SET TASK> Your task is to quote the material that follows, in full and exactly.
--------------------------------------------------
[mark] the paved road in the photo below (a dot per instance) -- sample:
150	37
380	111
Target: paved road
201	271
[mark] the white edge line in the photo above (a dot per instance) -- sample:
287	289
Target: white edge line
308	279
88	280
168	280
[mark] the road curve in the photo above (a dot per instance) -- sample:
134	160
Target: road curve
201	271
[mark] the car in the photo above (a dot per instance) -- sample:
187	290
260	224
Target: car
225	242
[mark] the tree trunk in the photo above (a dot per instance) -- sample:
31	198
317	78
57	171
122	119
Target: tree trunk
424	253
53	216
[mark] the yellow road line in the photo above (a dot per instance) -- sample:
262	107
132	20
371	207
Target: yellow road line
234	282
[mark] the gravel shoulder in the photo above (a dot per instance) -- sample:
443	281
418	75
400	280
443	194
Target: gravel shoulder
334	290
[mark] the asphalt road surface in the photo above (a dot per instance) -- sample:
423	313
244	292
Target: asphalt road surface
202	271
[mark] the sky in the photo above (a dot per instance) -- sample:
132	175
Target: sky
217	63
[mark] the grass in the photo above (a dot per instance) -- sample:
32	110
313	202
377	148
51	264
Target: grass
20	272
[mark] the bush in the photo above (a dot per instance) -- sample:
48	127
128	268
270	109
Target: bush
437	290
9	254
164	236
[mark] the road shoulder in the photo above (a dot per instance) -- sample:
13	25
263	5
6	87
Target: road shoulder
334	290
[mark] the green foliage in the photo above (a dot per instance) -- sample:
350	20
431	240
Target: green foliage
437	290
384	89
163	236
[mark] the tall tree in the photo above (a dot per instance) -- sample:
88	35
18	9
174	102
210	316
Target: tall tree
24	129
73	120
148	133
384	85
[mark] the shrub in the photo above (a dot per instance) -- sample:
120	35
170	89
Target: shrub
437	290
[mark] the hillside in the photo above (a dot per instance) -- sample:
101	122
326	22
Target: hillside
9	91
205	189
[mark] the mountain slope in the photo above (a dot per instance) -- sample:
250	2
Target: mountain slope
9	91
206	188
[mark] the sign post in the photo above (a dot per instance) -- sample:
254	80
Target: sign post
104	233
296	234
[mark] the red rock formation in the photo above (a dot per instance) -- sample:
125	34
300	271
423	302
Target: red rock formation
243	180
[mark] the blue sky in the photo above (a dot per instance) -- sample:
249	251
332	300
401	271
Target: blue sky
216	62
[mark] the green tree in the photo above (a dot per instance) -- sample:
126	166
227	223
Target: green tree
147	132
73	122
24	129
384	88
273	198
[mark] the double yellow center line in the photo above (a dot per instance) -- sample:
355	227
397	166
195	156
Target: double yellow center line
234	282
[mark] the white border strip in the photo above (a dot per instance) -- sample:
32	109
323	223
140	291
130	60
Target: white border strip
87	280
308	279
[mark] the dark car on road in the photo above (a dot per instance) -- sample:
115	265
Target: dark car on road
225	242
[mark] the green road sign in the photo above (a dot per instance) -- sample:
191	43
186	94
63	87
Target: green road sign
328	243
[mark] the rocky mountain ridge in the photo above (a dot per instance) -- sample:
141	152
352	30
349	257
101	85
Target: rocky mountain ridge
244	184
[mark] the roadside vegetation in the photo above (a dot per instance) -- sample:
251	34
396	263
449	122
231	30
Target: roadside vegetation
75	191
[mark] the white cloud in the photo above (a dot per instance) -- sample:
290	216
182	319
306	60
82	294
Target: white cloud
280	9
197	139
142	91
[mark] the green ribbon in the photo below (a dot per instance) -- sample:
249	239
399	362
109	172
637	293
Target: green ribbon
--------------------------------------------------
SOLUTION TO THIS TASK>
[mark] the paved road in the photo below (a dot per instance) -- sample:
150	37
380	111
Target: paved road
201	271
[mark] the white edge line in the photo above (a dot per instance) -- sample:
287	289
Target: white edge line
308	279
88	280
168	280
[mark] the road curve in the photo above (a dot per instance) -- sample:
134	160
Target: road curve
201	271
[mark] the car in the photo above (a dot per instance) -- sample:
187	290
260	224
Target: car
225	242
[mark] the tree trunk in the photo above (a dot per instance) -- sample:
31	198
317	78
57	171
122	119
Target: tree trunk
424	253
53	216
[mark] the yellow road line in the photo above (a dot per instance) -- sample:
262	107
132	20
371	207
Target: yellow road line
234	282
[mark] the gravel shoulder in the photo above (a dot per instance) -- sample:
443	281
418	75
400	280
443	194
Target: gravel shoulder
334	290
[mark] the asphalt road surface in the photo above (a dot per instance) -- sample:
423	313
244	292
Target: asphalt road surface
202	271
[mark] the sky in the photo above (a dot per instance) -- sample:
132	175
Target: sky
217	63
[mark] the grass in the photo above (a dot per instance) -- sample:
32	110
313	202
377	148
51	264
Target: grass
20	272
[mark] the bush in the photo above (a dot per instance) -- sample:
48	127
128	268
270	109
Target: bush
437	290
9	254
164	236
[mark] the road shoulder in the photo above (a dot per instance) -- sample:
13	25
263	5
6	87
Target: road shoulder
334	290
[mark] the green foliage in the photo above (a dot per instance) -- sample:
350	20
431	240
Target: green foliage
437	290
384	89
163	236
[mark] the tall tree in the photo above (a dot per instance) -- sample:
88	35
18	9
174	102
210	316
Target: tall tree
24	129
73	120
148	133
384	85
[mark] the shrub in the photo above (a dot per instance) -- sample:
120	35
170	89
Target: shrub
437	290
[mark] the hillside in the photo above (a dot per instance) -- sample:
101	122
326	22
Target: hillside
9	91
205	189
[mark] the mountain slope in the photo above (a dot per instance) -- sample:
250	2
Target: mountain slope
9	91
206	188
[mark] the sign post in the photo above (a dot per instance) -- sample:
254	80
Target: sign post
104	233
296	234
[mark] the red rock formation in the photo above (a dot per instance) -- sample:
125	34
300	271
423	302
Target: red rock formation
243	180
[mark] the blue sky in the photo above (a dot per instance) -- sample:
249	251
332	300
401	271
Target: blue sky
216	62
[mark] the green tree in the photo above (a dot per instance) -- sample:
126	166
227	223
Target: green tree
147	132
73	122
24	129
384	88
273	198
[mark] the double yellow center line in the photo above (a dot per instance) -- sample:
355	227
397	166
195	156
Target: double yellow center line
234	282
[mark] the white border strip in the photo above (a dot per instance) -- sample:
32	109
323	223
140	291
130	60
Target: white border strip
87	280
308	279
[mark] the dark car on road in the photo above (a dot per instance) -- sample:
115	265
Target: dark car on road
225	242
[mark] the green road sign in the photo above (a dot per instance) -- sample:
191	43
186	94
63	87
Target: green road sign
328	243
[mark] the rocky mountain ridge in the photo above (a dot per instance) -- sample:
141	152
352	30
349	257
101	85
Target: rocky mountain ridge
244	184
[mark] the roadside vegetation in the photo above (a dot per instance) -- sample:
251	34
396	263
449	122
231	30
Target: roadside vegetation
75	191
[mark] the white cloud in the photo above (a dot per instance) -- sample:
290	216
182	319
306	60
82	294
Target: white cloud
280	9
197	139
142	91
[mark] the green ribbon in the photo below (a dot per instance) -- sample:
249	239
399	362
109	172
637	293
Target: green ribbon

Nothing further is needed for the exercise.